_Given problem_
Copy the rows from the line with "Each instance receives one keypoint. Mark the eroded" through the last of the rows, swapping "eroded" for "weathered" and leaving everything else unchanged. Leave the pictures out.

_Raw data_
* begin *

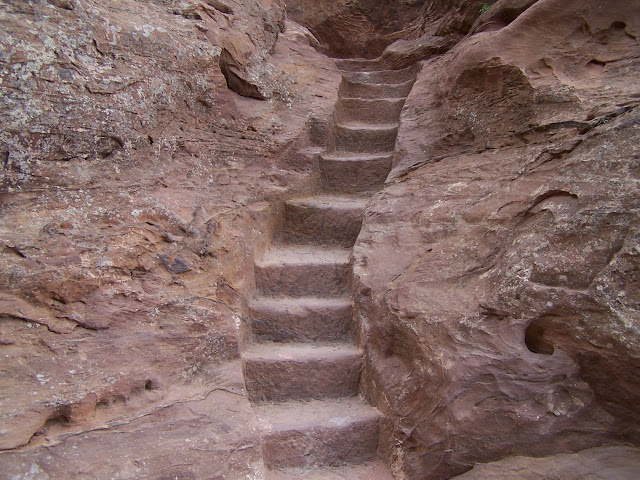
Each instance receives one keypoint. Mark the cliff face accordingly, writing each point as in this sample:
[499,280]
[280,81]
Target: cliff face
[496,273]
[498,269]
[132,180]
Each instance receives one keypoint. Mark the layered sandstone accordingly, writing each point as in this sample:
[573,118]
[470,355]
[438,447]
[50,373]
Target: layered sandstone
[157,158]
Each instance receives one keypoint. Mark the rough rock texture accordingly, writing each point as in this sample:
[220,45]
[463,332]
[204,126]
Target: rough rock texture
[605,463]
[496,273]
[363,28]
[498,270]
[132,187]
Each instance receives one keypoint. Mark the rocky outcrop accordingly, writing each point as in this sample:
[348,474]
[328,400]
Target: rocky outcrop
[132,182]
[497,270]
[598,463]
[495,275]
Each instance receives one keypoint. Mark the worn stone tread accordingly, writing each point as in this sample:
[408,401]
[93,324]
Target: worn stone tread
[355,89]
[278,372]
[304,255]
[374,470]
[313,414]
[373,127]
[356,157]
[318,432]
[300,319]
[389,77]
[333,202]
[301,352]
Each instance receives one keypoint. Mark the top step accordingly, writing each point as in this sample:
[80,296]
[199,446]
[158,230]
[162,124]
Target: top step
[392,77]
[359,64]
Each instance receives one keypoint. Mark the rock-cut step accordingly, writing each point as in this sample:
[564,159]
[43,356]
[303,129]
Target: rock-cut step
[320,432]
[374,470]
[365,138]
[355,89]
[354,173]
[301,319]
[326,220]
[297,271]
[278,372]
[368,110]
[369,75]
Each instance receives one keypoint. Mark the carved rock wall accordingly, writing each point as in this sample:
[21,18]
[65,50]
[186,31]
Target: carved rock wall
[498,268]
[132,193]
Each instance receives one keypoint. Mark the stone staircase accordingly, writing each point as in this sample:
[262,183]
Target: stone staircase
[301,363]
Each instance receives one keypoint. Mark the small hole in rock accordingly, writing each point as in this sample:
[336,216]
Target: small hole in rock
[535,340]
[599,63]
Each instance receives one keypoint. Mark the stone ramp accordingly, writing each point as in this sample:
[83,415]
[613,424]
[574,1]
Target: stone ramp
[301,364]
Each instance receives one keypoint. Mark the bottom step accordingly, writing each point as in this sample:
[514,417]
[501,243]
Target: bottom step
[320,432]
[366,471]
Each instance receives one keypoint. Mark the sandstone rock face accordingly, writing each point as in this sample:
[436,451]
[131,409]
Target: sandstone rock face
[133,184]
[183,181]
[363,28]
[498,269]
[602,463]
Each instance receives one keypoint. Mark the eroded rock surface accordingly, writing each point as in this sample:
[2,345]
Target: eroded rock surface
[496,272]
[498,268]
[603,463]
[133,184]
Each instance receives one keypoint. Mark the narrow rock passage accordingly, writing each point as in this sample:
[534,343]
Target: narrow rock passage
[302,366]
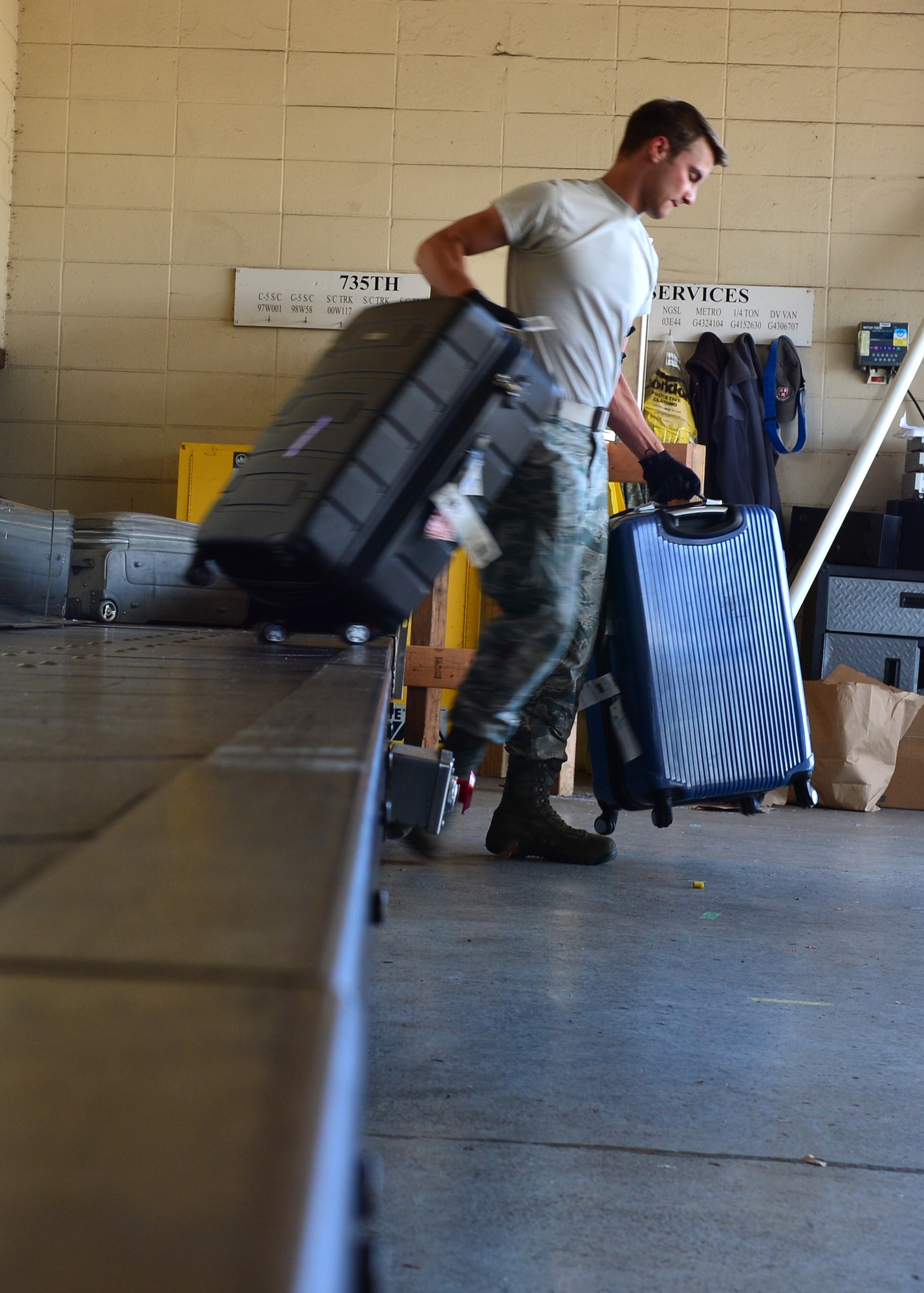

* end *

_Answer below_
Each instance receives one keypoint. Mark the weathered rock surface accordingly, writing each point as in this sample:
[2,345]
Target: weathered rock surface
[496,272]
[498,268]
[603,463]
[133,184]
Each instance receives one keypoint. Mark the narrow rock passage accordingly, writing each point as in this sample:
[534,343]
Target: narrow rock passage
[302,366]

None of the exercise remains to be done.